■ **Short task**
Return every line of the rows below that contains the string "foliage", treating uppercase and lowercase as different.

--- Dataset excerpts ---

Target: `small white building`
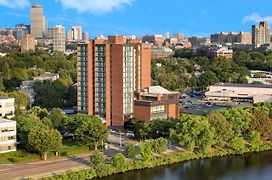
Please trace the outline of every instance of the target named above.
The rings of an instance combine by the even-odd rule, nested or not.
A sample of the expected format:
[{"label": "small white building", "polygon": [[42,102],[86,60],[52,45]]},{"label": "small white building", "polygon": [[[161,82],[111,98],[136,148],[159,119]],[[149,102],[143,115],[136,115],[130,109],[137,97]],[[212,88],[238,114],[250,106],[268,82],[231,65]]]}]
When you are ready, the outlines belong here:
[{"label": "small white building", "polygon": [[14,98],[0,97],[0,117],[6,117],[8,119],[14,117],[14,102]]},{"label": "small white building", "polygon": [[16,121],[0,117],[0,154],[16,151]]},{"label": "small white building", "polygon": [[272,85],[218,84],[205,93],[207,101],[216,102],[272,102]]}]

---
--- Dataset excerpts ---

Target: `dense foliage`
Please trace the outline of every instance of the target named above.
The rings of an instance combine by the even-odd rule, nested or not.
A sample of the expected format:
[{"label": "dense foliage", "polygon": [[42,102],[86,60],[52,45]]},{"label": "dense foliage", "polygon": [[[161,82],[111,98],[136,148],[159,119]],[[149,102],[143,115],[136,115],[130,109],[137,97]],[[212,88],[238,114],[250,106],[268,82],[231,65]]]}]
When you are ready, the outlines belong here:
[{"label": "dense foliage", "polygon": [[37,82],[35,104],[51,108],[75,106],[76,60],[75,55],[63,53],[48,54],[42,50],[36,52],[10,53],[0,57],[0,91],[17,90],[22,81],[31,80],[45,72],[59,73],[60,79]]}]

---

■ **Task solution**
Target: `dense foliage`
[{"label": "dense foliage", "polygon": [[42,102],[86,60],[52,45]]},{"label": "dense foliage", "polygon": [[[161,82],[111,98],[136,148],[159,119]],[[149,102],[143,115],[136,115],[130,109],[137,97]],[[212,88],[238,114],[250,106],[268,82],[231,65]]]}]
[{"label": "dense foliage", "polygon": [[37,82],[35,104],[51,108],[75,106],[76,60],[75,55],[63,53],[48,54],[42,50],[36,52],[10,53],[0,57],[0,91],[17,90],[22,81],[31,80],[45,72],[59,73],[60,79]]}]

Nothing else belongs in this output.